++++ Record excerpts

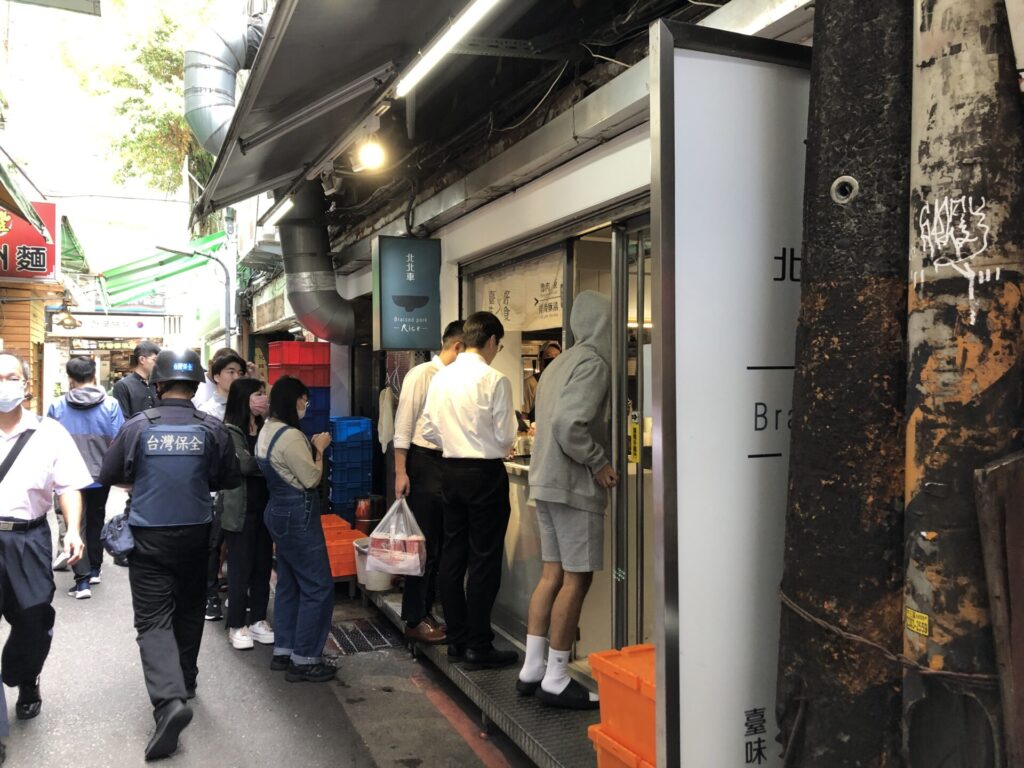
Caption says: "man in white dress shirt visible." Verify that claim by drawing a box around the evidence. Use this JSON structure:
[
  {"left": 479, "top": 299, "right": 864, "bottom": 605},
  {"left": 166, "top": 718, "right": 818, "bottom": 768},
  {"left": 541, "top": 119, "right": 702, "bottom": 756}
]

++++++++

• Exercise aim
Put the lines of the records into a Markdown table with the columns "Row" and "Line," one numbered row per line, skipping blank lines and leaving the pictures out.

• Worked solution
| Row | Line |
|---|---|
| 1 | Caption says: "man in white dress shirt visible." Verify that claim by drawing a box around the evidence. Use this JSON structure: |
| 2 | [ |
| 3 |   {"left": 479, "top": 299, "right": 864, "bottom": 605}, |
| 4 |   {"left": 166, "top": 718, "right": 818, "bottom": 768}, |
| 5 |   {"left": 541, "top": 119, "right": 702, "bottom": 756} |
| 6 | ] |